— Required work —
Copy the records below word for word, starting with the line that contains "Do you see the white door" and going on through the line that contains "78,115 -> 225,244", both included.

____

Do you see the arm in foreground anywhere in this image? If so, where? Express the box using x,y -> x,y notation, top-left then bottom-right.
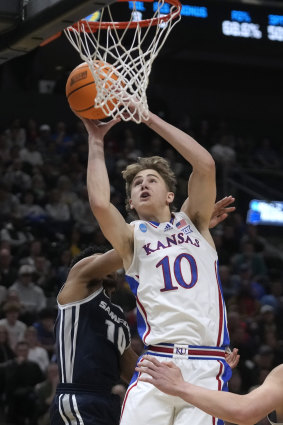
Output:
58,249 -> 123,304
136,356 -> 283,425
144,112 -> 216,230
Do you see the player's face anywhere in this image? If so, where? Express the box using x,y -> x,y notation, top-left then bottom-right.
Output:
130,169 -> 174,219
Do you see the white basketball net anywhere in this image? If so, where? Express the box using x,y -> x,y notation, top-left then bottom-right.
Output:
65,0 -> 181,123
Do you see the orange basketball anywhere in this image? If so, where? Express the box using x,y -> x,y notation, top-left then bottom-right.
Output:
66,60 -> 118,120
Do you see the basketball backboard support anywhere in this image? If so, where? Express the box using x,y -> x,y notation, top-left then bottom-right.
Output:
0,0 -> 116,64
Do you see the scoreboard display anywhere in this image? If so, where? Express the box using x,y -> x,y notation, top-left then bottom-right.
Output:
125,0 -> 283,66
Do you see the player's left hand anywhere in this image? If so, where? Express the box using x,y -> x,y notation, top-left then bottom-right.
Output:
136,355 -> 184,395
225,348 -> 240,369
209,195 -> 236,229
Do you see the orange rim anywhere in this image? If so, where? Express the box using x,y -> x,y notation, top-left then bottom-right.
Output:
69,0 -> 182,32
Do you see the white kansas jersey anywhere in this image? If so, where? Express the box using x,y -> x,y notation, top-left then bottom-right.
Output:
126,212 -> 229,347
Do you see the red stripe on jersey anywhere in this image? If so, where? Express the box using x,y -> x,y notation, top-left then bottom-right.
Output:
137,297 -> 151,345
212,360 -> 226,425
214,261 -> 223,347
120,359 -> 144,421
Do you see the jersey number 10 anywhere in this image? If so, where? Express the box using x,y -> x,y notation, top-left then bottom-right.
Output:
156,254 -> 198,292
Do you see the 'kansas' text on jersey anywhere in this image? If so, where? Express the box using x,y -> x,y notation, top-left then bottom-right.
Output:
126,212 -> 229,347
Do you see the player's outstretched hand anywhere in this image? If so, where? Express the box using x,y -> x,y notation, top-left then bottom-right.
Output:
225,348 -> 240,369
136,355 -> 184,395
209,195 -> 236,229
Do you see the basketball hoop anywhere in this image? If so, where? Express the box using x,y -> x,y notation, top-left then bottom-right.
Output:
65,0 -> 182,123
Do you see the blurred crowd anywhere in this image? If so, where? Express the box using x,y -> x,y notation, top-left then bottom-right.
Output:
0,113 -> 283,425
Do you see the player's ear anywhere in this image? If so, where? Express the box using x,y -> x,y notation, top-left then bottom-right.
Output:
167,192 -> 175,204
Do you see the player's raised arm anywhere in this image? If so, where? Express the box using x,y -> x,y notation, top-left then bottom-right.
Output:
83,119 -> 132,259
144,113 -> 216,236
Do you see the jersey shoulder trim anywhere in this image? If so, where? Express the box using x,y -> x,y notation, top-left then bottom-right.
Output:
57,286 -> 103,310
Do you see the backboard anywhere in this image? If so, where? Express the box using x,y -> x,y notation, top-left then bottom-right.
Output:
0,0 -> 116,64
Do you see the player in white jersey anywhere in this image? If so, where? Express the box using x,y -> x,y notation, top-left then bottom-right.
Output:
83,113 -> 231,425
137,356 -> 283,425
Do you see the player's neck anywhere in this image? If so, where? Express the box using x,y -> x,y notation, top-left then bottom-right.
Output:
139,210 -> 171,223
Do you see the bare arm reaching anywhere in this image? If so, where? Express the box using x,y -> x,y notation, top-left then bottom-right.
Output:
136,356 -> 283,425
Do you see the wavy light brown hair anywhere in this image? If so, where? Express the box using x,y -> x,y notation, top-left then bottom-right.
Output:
122,156 -> 177,216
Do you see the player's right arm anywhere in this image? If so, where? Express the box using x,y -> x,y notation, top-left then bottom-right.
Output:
83,119 -> 133,267
58,249 -> 123,305
136,356 -> 283,425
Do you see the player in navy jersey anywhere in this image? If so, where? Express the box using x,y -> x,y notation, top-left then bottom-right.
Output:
80,112 -> 240,425
50,248 -> 137,425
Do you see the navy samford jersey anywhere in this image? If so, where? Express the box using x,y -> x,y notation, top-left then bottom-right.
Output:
55,288 -> 131,389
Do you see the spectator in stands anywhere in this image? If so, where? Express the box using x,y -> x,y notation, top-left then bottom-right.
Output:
10,264 -> 46,322
57,175 -> 78,207
19,191 -> 47,225
0,301 -> 27,350
254,137 -> 281,169
35,363 -> 59,425
3,158 -> 32,193
0,181 -> 19,220
33,308 -> 56,359
1,341 -> 44,425
5,118 -> 26,148
0,248 -> 17,290
20,140 -> 43,167
46,189 -> 71,234
210,134 -> 236,167
232,241 -> 266,276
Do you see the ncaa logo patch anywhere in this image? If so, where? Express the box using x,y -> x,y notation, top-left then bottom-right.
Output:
140,223 -> 147,233
182,224 -> 193,235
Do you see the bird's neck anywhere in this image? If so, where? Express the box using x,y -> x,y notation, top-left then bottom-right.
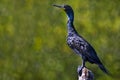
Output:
67,20 -> 77,35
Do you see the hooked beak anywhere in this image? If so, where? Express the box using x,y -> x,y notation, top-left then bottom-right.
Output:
53,4 -> 65,9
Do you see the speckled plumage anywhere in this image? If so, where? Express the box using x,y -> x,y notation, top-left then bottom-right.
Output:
54,5 -> 108,73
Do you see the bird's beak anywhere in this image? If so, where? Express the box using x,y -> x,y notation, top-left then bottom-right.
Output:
53,4 -> 65,9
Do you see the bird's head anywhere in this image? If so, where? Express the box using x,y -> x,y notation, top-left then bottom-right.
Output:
53,4 -> 74,21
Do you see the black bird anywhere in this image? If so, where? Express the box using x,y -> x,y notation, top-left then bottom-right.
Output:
53,5 -> 108,74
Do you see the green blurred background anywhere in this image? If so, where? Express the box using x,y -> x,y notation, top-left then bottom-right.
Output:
0,0 -> 120,80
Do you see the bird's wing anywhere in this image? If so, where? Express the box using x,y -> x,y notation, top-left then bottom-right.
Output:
74,37 -> 101,63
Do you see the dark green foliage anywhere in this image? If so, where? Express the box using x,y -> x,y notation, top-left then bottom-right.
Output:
0,0 -> 120,80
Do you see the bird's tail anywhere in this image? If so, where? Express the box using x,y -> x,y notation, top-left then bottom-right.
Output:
98,63 -> 109,75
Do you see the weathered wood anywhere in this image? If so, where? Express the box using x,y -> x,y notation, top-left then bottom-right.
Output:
77,66 -> 94,80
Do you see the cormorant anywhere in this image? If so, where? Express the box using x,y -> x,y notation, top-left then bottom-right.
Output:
53,5 -> 108,74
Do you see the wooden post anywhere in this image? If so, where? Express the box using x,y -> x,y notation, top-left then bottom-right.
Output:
77,66 -> 94,80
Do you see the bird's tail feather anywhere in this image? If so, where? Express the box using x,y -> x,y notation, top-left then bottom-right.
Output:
98,64 -> 109,74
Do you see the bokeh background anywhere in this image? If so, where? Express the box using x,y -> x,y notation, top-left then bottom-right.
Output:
0,0 -> 120,80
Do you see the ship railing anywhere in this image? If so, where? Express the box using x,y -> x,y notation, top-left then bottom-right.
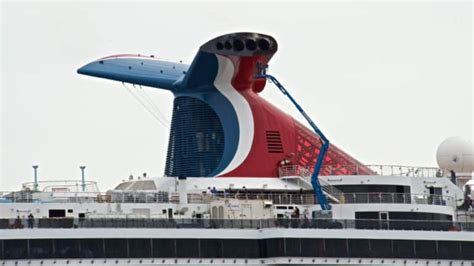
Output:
0,191 -> 456,206
22,180 -> 99,192
278,165 -> 342,203
333,193 -> 456,207
0,218 -> 474,232
278,164 -> 440,177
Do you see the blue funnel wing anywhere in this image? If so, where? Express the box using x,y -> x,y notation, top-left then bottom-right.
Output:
77,55 -> 189,91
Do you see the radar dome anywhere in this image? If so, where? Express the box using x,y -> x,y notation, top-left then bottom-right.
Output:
436,137 -> 474,173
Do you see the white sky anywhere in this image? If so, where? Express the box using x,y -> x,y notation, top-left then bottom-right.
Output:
0,2 -> 473,191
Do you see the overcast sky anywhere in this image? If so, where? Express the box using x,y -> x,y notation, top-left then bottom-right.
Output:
0,2 -> 473,190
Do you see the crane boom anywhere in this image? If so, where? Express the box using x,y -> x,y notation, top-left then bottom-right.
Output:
256,66 -> 331,210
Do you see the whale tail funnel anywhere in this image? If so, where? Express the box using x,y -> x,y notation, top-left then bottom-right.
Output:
78,32 -> 371,177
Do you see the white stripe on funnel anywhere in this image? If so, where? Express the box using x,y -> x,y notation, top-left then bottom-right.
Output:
214,55 -> 254,176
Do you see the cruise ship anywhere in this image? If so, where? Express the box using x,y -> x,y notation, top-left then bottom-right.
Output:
0,32 -> 474,265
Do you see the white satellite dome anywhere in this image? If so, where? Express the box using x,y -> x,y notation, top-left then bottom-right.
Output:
436,137 -> 474,174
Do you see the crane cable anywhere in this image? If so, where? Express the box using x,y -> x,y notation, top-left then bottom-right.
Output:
137,85 -> 170,127
122,82 -> 170,128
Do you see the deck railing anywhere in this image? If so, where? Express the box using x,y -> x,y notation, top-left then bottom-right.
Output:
278,165 -> 445,177
0,218 -> 474,232
0,191 -> 456,207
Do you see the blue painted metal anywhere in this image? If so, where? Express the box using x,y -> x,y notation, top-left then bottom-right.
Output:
77,56 -> 189,91
78,51 -> 240,177
256,66 -> 331,210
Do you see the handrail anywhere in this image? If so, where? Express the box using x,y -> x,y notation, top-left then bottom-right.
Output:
0,190 -> 456,207
22,180 -> 99,192
278,164 -> 445,177
0,217 -> 474,232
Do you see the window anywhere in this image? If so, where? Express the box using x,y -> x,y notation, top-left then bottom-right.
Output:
461,241 -> 474,260
301,238 -> 324,257
152,239 -> 176,258
438,241 -> 461,259
3,240 -> 28,260
285,238 -> 301,257
54,239 -> 80,258
348,239 -> 371,258
223,239 -> 259,258
104,239 -> 128,258
393,240 -> 415,258
324,239 -> 348,257
263,238 -> 285,257
199,239 -> 224,258
29,239 -> 53,259
79,239 -> 104,258
415,240 -> 438,259
176,239 -> 199,258
49,209 -> 66,218
128,239 -> 151,258
369,239 -> 393,258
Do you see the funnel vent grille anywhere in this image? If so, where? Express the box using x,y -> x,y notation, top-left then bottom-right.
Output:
266,130 -> 283,153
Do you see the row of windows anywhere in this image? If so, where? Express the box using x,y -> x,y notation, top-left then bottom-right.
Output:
0,238 -> 474,260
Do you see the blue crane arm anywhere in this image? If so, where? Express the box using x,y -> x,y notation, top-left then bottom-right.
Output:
256,69 -> 331,210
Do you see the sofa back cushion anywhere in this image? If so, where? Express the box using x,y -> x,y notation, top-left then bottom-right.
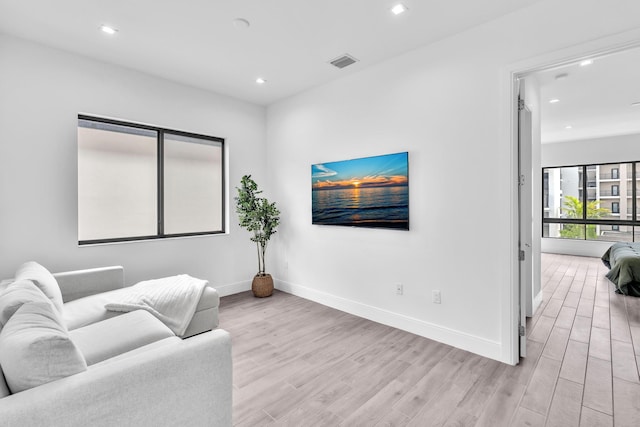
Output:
0,367 -> 11,399
0,280 -> 53,399
0,280 -> 47,330
15,261 -> 63,314
0,302 -> 87,393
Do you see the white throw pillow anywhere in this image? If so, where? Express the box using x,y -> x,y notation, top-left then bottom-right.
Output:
0,280 -> 53,330
0,302 -> 87,393
15,261 -> 64,314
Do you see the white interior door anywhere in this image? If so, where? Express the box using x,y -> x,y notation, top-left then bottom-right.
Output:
517,79 -> 533,357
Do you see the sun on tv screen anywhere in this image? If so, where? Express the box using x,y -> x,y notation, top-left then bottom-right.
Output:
311,152 -> 409,230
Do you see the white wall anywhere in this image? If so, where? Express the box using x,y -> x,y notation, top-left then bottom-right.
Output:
541,134 -> 640,257
267,0 -> 640,363
0,36 -> 266,293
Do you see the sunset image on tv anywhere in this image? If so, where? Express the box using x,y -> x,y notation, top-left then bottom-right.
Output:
311,152 -> 409,230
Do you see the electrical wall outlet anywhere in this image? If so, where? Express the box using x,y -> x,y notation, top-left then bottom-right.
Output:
396,283 -> 404,295
431,290 -> 442,304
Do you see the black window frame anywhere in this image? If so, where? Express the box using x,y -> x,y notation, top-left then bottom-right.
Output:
611,202 -> 620,214
541,160 -> 640,241
78,114 -> 228,246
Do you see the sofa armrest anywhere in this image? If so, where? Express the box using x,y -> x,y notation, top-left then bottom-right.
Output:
53,265 -> 124,302
0,329 -> 232,427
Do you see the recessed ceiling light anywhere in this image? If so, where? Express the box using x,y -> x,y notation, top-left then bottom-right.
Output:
391,3 -> 408,15
233,18 -> 251,29
100,25 -> 118,36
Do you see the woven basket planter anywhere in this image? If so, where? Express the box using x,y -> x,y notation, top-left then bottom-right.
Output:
251,274 -> 273,298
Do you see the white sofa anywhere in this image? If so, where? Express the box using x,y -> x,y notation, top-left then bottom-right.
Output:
0,263 -> 232,427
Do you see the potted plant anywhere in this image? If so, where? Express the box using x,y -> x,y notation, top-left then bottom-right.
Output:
235,175 -> 280,298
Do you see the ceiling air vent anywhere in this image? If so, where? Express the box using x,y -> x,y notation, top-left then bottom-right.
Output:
329,54 -> 358,68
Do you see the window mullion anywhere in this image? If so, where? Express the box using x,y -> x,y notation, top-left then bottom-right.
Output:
157,130 -> 164,237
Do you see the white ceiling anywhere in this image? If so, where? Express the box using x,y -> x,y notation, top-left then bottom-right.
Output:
0,0 -> 539,105
533,48 -> 640,143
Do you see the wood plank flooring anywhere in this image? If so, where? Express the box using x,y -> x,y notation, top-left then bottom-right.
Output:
220,254 -> 640,427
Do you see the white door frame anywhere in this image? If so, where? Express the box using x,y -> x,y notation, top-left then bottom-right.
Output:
500,29 -> 640,365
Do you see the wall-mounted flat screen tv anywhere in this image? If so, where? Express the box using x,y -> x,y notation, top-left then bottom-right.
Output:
311,152 -> 409,230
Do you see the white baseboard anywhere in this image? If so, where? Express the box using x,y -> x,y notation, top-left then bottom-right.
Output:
275,280 -> 509,363
214,280 -> 251,297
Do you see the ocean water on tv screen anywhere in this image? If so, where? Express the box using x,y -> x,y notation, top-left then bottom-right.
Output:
312,185 -> 409,230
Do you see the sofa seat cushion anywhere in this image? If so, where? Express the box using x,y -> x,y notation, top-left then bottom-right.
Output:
0,301 -> 87,393
69,310 -> 175,366
15,261 -> 63,314
63,285 -> 220,332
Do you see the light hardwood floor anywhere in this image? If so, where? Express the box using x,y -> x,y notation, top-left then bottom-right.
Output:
220,254 -> 640,427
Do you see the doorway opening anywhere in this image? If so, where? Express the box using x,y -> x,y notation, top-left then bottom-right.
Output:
511,35 -> 640,362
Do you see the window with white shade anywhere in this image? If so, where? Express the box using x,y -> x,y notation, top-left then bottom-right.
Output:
78,115 -> 225,244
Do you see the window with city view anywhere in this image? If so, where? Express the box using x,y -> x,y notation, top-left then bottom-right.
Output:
542,162 -> 640,242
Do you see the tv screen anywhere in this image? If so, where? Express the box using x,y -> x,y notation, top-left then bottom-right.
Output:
311,152 -> 409,230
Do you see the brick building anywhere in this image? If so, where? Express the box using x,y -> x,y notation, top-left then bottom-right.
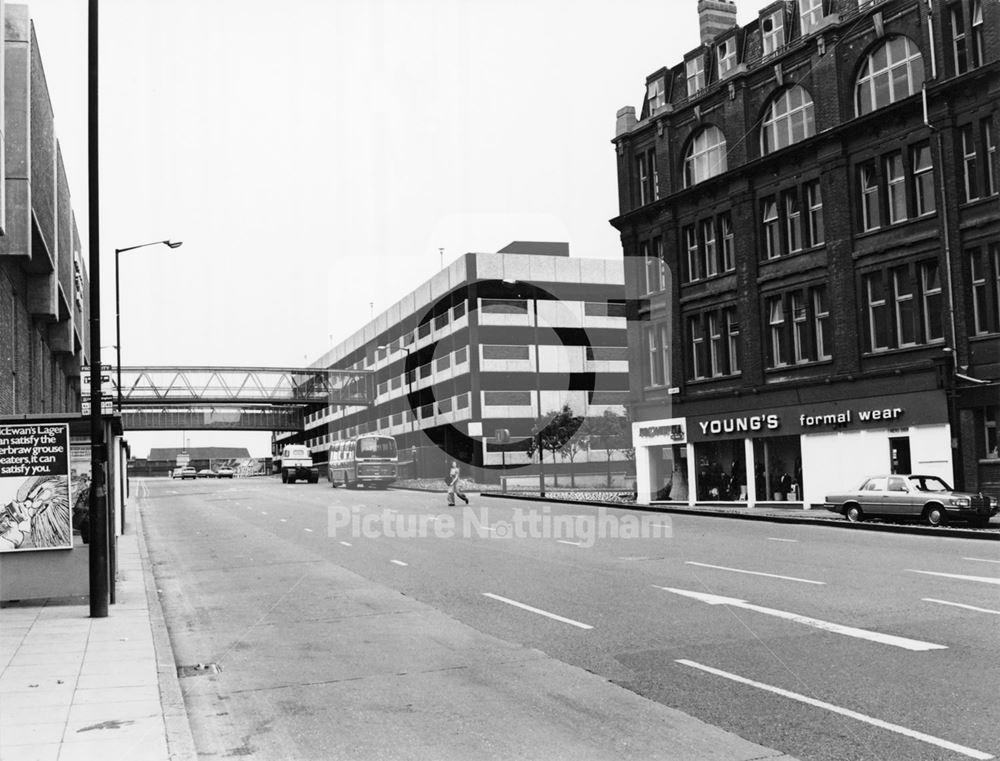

____

— Complete answer —
Do you see the white door frame anywhere in this image? If so, where? Express the box using x,y -> x,y notation, top-left then bottom-right.
Output:
500,29 -> 640,365
Do you see the wall-mounted flat screen tv anywhere in this image? If so, where? Express the box using x,y -> x,y notation, top-left then bottom-right.
Output:
311,152 -> 409,230
Do you see the white baseboard anywhere in this image? If so, where? Express the box using x,y -> x,y notation, top-left then bottom-right.
Output:
275,280 -> 509,363
214,280 -> 251,297
Do you see the ocean water on tv screen anywhere in this image? If so, where? Express the box using x,y -> x,y notation, top-left then bottom-right.
Output:
312,185 -> 409,230
Do you see the sofa seat cushion anywhere in this image? If so, where? Express the box using x,y -> x,y notation, top-left then bottom-right.
Output:
0,301 -> 87,393
69,310 -> 175,366
15,261 -> 63,314
63,285 -> 220,332
Do you see the light hardwood floor anywhere in this image? If so, where? Express the box using x,y -> x,y notation, top-left then bottom-right.
Output:
220,254 -> 640,427
Do you see the doorway opening anywhere in this image? If so, where? Express the box using x,y -> x,y notation, top-left then bottom-right.
Output:
511,35 -> 640,362
Do you see the window with white shade anywhere in this image? If so, where? Express the box using x,y -> x,y notation, top-left then bottom-right.
Output:
78,115 -> 225,244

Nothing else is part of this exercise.